4)  Must offer a strong prospect of a season total at least up around 250 points, with a reasonable chance of approaching or exceeding 300 points.

5)  And, most importantly, they should be likely to outscore their best rival high-priced players (at similar or lower price-point) by at least 30-50 points, and the best of the more modestly priced alternatives by at least 80-100 points.

[Now, they might not play the whole season. And you might well not want to keep them for the whole season, even if they do. But they should at least track for those kinds  of numbers - hence demonstrating a clear, consistent, and massive advantage over just about any other player, while they are starting regularly.]


Salah just about met those criteria last season. But only just. And his main rivals, Haaland, Palmer, and Saka, in contrast, all had very 'disappointing' seasons. And he only cost 12.5 million last season! This year, he's up to 14.5 million...  Last year was a freak; he can't possibly get up to that kind of enormous total again (especially as he's likely to be missing a month or so mid-season for the African Cup of Nations; and remember, in the last one of those, he picked up an injury,... took quite a while to fully shake it off,... suffered a bit of a crash in form as a result,.... and eventually started getting dropped occasionally, which led to very public friction with Jurgen Klopp... Even Super-Mo has his off spells!). And there might be several other players challenging his position at the top of the points chart this season.

I think Salah last year might have been the only player in FPL history - certainly one of only a very, very few - to categorically justify a price tag of over 12 million pounds. In other seasons, great as he's been, he's often not been massively ahead of his closest rivals; and he's often had little - or not-so-little - spells of injury or dips in form where it became reasonable to stop thinking of him as a must-have, a season-long hold.


I think - I hope - Salah will have another outstanding season this year. Haaland too. I expect them to be almost certainly the top points-scorers in the 'midfield' and 'forward' categories again.

But just having the top points-scorers is not enough. (FPL managers with a very naive view of the game, and a very limited grasp of mathematics, never seem to get beyond this....)  If their differential advantage over the next best picks in their positions is not that much, and if the differential advantage of being able to upgrade several other spots in your squad if you do without them could be absolutely HUGE,.... then they're just NOT WORTH IT.

Highly - very, very, very highly - as I rate both of them, I feel that, at the astronomical pricings of 14.5 and 14.0 million, Salah and Haaland are priced out of contention in FPL this year.


And indeed, all such super-premium priced players are usually worth avoiding. However massive the points hauls they can offer you, they're unlikely to be worth the cost of beggaring the rest of your squad.

- **INSTRUCTION 1**
Answer these questions from the Fantasy Premier League article:
(a) What did Salah cost last season?
(b) What is Haaland's price this year?
(c) By how many points should a high-priced pick outscore its best high-priced rivals?
- **INSTRUCTION 2**
Go on with the Fantasy Premier League article, picking up after its final sentence.

Dataset excerpts

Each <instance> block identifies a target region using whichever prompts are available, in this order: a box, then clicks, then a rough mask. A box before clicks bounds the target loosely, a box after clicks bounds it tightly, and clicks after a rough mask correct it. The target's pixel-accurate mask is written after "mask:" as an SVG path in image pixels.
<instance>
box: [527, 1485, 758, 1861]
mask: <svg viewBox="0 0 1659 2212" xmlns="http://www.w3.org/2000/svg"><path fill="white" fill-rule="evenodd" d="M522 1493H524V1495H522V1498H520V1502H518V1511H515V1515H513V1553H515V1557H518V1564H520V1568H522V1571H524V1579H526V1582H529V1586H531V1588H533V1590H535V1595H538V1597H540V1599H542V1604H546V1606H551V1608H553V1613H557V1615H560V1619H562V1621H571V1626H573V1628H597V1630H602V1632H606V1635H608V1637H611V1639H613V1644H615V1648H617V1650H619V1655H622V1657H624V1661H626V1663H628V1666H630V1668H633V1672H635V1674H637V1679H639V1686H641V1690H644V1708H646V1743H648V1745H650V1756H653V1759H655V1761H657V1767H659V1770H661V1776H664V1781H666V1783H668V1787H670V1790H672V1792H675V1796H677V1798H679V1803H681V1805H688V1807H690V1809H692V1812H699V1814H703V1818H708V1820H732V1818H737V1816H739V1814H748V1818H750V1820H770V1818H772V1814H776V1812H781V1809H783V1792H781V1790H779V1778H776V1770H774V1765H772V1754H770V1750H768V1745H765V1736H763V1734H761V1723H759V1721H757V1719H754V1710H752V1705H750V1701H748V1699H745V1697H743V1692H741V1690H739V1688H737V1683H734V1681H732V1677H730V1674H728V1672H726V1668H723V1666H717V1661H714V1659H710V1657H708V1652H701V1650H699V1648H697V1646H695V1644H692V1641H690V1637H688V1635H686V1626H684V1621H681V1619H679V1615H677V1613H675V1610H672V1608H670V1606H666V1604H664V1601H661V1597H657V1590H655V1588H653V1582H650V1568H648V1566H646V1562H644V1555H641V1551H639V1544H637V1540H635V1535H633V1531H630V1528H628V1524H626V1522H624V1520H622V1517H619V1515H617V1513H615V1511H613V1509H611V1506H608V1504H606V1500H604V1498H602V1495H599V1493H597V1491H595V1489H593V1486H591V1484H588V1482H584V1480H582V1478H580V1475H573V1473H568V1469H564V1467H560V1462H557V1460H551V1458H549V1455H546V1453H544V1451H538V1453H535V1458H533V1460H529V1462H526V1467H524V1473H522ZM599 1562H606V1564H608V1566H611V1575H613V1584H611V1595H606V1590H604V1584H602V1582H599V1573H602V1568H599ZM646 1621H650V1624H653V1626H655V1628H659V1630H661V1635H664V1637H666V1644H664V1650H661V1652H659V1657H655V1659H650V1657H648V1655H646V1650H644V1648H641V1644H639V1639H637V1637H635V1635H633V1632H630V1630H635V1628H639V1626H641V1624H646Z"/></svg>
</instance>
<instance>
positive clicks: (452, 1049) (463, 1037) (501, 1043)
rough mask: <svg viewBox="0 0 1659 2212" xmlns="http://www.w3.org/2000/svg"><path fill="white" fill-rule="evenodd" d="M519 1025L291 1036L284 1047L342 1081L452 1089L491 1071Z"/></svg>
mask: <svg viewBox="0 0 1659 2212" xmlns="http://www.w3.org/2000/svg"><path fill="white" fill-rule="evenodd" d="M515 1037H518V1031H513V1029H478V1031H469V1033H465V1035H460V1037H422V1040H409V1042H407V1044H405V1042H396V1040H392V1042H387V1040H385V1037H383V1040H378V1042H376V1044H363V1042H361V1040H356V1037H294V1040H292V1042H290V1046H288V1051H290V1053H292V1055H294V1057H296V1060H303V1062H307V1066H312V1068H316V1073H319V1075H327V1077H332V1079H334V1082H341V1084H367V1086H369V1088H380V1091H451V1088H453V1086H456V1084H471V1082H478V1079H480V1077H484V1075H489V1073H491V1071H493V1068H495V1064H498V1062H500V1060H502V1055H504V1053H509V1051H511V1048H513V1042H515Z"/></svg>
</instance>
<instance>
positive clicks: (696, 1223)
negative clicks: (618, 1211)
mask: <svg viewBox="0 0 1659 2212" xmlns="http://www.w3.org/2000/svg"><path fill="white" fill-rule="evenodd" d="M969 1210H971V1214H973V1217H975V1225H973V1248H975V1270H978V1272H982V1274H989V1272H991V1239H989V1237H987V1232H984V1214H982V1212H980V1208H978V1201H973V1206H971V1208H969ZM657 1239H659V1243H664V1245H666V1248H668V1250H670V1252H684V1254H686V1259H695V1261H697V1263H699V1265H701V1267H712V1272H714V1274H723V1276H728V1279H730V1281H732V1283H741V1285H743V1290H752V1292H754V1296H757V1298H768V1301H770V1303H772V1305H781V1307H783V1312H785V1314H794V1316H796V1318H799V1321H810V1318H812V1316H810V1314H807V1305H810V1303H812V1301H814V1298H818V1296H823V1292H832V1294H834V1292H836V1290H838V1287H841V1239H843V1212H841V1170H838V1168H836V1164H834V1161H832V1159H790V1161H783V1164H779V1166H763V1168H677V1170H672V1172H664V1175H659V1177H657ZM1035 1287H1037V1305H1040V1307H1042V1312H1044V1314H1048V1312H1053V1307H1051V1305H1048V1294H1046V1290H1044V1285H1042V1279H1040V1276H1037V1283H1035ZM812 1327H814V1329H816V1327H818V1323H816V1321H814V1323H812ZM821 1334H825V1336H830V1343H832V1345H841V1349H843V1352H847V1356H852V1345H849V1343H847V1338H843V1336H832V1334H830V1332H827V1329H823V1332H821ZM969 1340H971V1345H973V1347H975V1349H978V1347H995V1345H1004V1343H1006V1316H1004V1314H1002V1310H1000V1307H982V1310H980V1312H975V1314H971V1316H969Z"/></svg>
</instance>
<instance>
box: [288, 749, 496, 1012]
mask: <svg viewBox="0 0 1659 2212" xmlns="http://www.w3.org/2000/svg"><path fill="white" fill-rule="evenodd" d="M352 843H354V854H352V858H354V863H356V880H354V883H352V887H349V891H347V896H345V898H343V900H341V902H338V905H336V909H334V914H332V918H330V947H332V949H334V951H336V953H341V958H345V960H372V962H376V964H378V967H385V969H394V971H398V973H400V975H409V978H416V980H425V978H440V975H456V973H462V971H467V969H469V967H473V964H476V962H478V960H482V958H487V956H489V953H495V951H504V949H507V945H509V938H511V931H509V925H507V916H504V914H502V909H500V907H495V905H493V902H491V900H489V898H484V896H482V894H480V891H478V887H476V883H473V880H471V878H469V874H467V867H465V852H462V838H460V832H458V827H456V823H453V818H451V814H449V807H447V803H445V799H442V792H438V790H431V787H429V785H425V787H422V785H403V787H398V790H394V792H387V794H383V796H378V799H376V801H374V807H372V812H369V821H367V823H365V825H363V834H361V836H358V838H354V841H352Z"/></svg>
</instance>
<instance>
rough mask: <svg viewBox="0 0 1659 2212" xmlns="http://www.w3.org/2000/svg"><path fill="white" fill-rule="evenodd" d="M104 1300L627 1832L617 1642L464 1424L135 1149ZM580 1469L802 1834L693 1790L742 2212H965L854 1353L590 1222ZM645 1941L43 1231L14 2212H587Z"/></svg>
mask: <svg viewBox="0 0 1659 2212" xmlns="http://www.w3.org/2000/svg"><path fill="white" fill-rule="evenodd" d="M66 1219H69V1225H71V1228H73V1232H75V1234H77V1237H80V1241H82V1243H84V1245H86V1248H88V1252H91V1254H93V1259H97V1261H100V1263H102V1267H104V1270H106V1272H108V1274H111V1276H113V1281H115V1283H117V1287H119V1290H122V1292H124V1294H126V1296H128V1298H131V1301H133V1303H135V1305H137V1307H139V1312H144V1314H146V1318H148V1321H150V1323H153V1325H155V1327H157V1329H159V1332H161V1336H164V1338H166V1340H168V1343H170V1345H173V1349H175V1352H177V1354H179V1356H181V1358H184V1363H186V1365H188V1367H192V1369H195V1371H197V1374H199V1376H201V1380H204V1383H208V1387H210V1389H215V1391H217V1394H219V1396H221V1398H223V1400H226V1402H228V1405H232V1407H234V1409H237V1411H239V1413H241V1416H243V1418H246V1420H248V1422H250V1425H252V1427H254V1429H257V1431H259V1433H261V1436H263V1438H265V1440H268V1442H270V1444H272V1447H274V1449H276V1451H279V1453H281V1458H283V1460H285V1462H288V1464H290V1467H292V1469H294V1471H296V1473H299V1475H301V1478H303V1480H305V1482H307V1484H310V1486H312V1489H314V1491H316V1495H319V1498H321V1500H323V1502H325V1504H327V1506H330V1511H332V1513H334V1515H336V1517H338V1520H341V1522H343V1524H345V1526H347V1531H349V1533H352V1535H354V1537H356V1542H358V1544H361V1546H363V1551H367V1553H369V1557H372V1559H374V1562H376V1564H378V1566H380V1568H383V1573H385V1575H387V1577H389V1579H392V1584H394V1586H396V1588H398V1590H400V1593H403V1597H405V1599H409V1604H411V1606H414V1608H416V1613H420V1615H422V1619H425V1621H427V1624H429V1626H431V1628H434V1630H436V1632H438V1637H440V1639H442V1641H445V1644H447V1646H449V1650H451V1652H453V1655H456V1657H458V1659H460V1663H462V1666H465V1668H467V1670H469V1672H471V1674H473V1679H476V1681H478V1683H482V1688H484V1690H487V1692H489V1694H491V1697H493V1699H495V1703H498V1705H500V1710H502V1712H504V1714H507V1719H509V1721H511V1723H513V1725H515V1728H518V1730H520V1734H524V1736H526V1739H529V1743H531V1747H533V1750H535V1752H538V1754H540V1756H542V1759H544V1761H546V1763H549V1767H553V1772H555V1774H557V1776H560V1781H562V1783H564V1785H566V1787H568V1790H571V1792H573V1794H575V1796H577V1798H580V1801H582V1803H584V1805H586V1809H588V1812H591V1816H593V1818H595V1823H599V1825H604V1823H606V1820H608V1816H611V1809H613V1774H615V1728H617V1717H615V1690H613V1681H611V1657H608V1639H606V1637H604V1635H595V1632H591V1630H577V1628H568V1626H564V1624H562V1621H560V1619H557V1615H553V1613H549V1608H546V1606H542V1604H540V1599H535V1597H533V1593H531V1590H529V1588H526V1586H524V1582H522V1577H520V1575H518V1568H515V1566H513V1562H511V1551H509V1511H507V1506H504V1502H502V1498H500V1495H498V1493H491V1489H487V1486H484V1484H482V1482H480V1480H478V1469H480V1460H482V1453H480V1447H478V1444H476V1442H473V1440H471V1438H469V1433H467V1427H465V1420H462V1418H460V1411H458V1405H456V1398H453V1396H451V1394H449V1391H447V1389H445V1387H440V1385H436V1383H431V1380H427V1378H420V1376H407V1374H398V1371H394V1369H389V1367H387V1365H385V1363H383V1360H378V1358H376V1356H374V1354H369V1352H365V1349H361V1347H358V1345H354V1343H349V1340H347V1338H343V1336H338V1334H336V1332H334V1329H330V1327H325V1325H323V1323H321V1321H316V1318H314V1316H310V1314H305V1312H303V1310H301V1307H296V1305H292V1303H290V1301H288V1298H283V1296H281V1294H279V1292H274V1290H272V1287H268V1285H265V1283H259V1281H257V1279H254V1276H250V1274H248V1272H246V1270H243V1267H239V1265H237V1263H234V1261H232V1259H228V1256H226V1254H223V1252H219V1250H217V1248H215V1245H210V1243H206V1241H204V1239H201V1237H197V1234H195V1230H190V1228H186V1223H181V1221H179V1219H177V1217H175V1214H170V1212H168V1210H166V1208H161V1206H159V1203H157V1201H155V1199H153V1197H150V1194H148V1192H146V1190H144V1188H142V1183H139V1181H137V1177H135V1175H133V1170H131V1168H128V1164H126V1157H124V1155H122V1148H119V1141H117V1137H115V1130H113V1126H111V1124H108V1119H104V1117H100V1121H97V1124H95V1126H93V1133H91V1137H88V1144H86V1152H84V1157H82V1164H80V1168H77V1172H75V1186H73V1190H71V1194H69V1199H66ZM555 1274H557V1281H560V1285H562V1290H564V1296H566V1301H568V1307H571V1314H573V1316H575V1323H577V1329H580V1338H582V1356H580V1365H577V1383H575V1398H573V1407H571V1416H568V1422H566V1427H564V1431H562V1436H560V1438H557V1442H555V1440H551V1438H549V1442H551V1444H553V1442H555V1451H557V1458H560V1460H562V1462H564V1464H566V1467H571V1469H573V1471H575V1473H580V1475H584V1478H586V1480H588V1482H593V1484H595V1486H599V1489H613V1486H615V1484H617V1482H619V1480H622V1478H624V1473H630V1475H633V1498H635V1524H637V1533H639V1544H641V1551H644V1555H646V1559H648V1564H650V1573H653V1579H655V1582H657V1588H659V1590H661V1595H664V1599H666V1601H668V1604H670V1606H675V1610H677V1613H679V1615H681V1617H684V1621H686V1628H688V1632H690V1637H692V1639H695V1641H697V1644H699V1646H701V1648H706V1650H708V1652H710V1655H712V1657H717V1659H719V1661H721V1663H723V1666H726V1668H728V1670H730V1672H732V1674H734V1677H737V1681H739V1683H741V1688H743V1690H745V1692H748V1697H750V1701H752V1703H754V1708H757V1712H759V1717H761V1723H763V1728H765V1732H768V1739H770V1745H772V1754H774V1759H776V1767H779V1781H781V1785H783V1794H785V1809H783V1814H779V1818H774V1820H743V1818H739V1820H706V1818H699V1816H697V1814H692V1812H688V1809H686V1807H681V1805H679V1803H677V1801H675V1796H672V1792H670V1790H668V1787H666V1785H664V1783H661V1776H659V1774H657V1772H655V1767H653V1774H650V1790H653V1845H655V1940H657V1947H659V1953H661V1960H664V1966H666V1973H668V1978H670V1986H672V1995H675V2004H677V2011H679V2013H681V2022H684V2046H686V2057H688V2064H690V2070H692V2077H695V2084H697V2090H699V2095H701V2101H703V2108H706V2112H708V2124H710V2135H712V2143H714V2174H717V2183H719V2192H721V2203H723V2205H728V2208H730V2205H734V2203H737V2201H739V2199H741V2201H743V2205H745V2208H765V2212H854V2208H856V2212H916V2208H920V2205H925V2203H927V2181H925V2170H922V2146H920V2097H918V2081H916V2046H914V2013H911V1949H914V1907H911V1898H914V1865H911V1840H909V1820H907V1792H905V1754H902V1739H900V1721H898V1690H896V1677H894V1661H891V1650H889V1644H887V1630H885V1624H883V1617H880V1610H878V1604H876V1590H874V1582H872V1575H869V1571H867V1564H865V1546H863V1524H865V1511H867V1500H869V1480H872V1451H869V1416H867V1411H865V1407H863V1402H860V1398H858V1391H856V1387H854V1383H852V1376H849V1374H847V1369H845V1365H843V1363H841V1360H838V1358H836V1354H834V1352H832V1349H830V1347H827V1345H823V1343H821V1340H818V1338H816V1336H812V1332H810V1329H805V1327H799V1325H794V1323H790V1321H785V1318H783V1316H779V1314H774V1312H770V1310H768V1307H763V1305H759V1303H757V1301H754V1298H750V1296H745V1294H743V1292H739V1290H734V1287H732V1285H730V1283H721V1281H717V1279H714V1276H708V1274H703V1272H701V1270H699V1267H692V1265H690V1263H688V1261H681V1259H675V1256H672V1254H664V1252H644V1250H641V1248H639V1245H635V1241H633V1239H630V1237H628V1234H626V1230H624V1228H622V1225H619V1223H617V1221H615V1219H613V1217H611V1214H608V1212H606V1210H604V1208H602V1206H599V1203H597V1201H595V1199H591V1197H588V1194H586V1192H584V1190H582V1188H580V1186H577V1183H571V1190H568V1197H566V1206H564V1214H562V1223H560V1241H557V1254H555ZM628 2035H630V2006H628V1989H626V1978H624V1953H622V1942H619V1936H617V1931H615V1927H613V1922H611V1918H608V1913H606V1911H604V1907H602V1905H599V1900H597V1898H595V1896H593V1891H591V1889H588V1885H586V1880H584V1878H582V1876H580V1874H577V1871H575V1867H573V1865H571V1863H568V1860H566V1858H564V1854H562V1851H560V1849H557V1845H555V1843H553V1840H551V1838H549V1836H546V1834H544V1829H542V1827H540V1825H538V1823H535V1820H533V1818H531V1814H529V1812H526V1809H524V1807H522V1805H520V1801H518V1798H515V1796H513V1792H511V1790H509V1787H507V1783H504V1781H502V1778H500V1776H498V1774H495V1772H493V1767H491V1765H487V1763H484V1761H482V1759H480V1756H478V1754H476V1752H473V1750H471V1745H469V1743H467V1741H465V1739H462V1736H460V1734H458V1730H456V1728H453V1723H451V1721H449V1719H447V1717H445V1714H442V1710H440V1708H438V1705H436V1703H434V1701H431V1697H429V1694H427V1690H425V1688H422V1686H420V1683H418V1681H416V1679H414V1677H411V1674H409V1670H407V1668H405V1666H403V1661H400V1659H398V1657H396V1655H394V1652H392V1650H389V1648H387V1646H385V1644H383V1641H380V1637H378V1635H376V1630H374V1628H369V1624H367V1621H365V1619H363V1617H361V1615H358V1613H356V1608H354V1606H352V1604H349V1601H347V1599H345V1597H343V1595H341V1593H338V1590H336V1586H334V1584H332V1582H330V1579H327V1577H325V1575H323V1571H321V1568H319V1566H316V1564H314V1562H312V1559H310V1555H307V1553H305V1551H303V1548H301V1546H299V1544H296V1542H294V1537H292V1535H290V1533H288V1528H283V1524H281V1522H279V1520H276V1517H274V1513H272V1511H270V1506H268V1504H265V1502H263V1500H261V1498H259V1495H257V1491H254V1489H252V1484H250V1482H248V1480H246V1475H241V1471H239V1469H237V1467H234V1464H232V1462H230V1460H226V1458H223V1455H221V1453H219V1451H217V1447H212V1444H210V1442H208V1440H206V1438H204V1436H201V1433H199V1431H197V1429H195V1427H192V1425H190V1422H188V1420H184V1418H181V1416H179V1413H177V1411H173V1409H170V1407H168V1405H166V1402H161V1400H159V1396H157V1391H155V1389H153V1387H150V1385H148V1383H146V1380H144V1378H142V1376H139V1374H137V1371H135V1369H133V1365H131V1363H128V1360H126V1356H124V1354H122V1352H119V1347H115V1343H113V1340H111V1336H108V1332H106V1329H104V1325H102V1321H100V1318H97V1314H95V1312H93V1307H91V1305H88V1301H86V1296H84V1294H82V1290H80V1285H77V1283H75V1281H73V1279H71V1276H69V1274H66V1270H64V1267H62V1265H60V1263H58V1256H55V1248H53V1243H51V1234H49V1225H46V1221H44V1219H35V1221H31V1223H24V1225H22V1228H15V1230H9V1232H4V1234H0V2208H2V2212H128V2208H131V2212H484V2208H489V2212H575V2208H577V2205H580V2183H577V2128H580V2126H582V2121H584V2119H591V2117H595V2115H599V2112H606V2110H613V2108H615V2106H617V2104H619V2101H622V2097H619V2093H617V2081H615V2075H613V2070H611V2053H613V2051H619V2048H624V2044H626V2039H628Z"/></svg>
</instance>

- **ANSWER SECTION 1**
(a) 12.5 million
(b) 14.0 million
(c) At least 30-50 points

- **ANSWER SECTION 2**
[But.... there are no hard-and-fast rules in this game. Given how both Haaland and Salah have tended to 'start hot' in recent seasons, and rack up some enormous points in the opening few games, it is probably worth having a punt on one of them from the start of the season. If they enjoy such an early points bonanza again, and there's a wave of new owners rushing to buy them as a result, you might be able to take a quick transfer-trading profit by dumping them out after a month or so. It is always a lot easier to offload a very expensive player than it is to bring one in (which usually requires multiple additional transfers to juggle your budget).

At this price level, though, I'd say you definitely can't afford both of them. And it is an entirely legitimate choice - probably the sensible, optimal choice - to go without either,... for the majority of the season, anyway.]


Defensive premiums aren't usually worth it

A photograph of defensive colossus Virgil Van Dijk, playing for Liverpool - shouting at a teammate

There is a certain special glamour, a mystical 'aura' of invincibility attaching to a few giants of the game in the defender category: Van Dijk, Gabriel and Saliba, and, last season, Milenkovic and Murillo. Plus, of course, in most seasons, there have usually been at least a few progressive full-backs who seemed to offer the prospect of significant attacking returns: Trippier, White, Alexander-Arnold, Munoz, Gvardiol, Porro, Ait-Nouri.

Very nice to have for your club in real-world football; but this can be of tenuous benefit, if any, for FPL.


Attacking returns from defenders have been on the decline over the last several years, and particularly so in the last two or three (arguably Pep's influence, again), as it's become more common for progressive full-backs to tuck into central midfield, rather than pushing all the way down the flanks to overlap the wide attackers and try to supply balls directly into the box. Even the best of them haven't really lit any big fires in the past couple of seasons. If a player of this type has a really good season, they're still likely to be out at the front of the defender rankings - but probably not by the kind of big margins we've sometimes seen in the past; they might only be posting 10-15 points more than the best centre-backs.

And the best centre-backs, the Van Dijks and Gabriels.... will sometimes get outstripped not only by a couple of outstanding full-backs but by a few fellow centre-backs who are less well-known, less fancied (like Milenkovic last year).  Even when they do stay head-and-shoulders above the field,.... well, that head-and-shoulders gap over the best of the rest might not actually be that large. And the differential advantage might not be worth it, when some positional rivals who cost 1.0 or 1.5 million less are posting returns very nearly as good. That extra money spent in midfield will probably buy you more additional points.

It's also worth remembering that most defensive points are earned collectively; so, the weakest and/or cheapest member of a back-line will get almost exactly the same points as its strongest link. If Ibrahima Konate is cheaper than Virgil Van Dijk, you're probably better off going with him; if Micky van de Ven is cheaper than Pedro Porro, you're probably better off going with him; if Jake O'Brien is cheaper than James Tarkowski, you're probably better off going with him.

A few teams do have such a massively greater prospect of clean sheets than the rest of the league that it may be worth paying 6.0 million for one of their defenders: Arsenal and Liverpool this year are very tempting again, of course, and probably also Chelsea and Nottingham Forest,... maybe Newcastle. I'd usually consider getting 1 or 2 defenders around the 6.0 million mark - but not more than that. And if you can find decent alternatives at 5.5 or 5.0, go for them instead.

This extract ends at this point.